▸ Data records
========================================

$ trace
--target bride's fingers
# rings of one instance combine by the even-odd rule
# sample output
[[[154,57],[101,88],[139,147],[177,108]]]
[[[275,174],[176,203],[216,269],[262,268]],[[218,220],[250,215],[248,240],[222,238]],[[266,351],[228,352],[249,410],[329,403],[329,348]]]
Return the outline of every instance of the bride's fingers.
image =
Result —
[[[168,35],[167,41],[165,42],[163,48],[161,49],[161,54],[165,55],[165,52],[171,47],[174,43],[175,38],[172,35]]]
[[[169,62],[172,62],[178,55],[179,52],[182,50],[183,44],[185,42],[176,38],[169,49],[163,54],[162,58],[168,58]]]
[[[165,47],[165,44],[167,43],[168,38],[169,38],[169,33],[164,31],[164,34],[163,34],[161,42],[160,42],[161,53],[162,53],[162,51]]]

========================================

▸ TASK DIRECTIONS
Rewrite the rows from their first line through the line that contains "Return the outline", changing "sample output" to "example output" and keeping everything else the same.

▸ RESULT OF THE EXERCISE
$ trace
--target bride's fingers
# rings of one instance combine by the even-odd rule
# example output
[[[154,57],[101,88],[139,147],[177,108]]]
[[[275,174],[176,203],[216,269],[262,268]],[[218,220],[250,215],[248,240],[222,238]],[[266,351],[228,352],[249,410],[329,403],[329,348]]]
Return the outline of every instance of the bride's fingers.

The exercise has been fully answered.